## [Job]
Count the lines below that contain the string "hair", matching case exactly, and reply with the number alone.

═══ Record list

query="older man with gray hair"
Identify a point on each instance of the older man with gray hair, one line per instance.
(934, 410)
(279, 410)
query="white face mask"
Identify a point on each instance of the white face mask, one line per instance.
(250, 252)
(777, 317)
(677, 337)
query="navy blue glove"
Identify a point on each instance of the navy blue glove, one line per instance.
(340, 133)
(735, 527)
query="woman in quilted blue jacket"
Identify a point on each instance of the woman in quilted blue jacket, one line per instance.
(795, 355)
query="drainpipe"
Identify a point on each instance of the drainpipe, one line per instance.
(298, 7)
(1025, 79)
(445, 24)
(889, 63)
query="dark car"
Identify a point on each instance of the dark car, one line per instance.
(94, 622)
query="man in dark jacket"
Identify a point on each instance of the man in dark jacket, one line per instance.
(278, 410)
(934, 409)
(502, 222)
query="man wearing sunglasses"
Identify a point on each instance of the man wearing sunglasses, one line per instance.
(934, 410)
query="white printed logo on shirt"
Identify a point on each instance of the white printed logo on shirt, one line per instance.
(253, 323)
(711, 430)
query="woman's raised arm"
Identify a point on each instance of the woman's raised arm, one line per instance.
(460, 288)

══════
═══ Record list

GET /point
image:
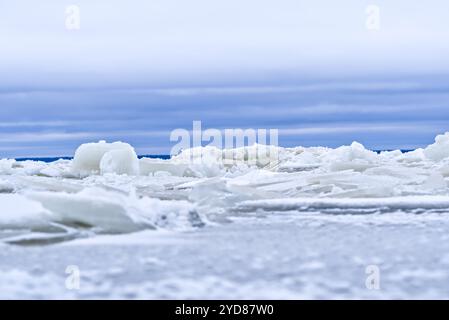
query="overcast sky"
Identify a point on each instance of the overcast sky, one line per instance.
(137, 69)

══════

## [Exercise output]
2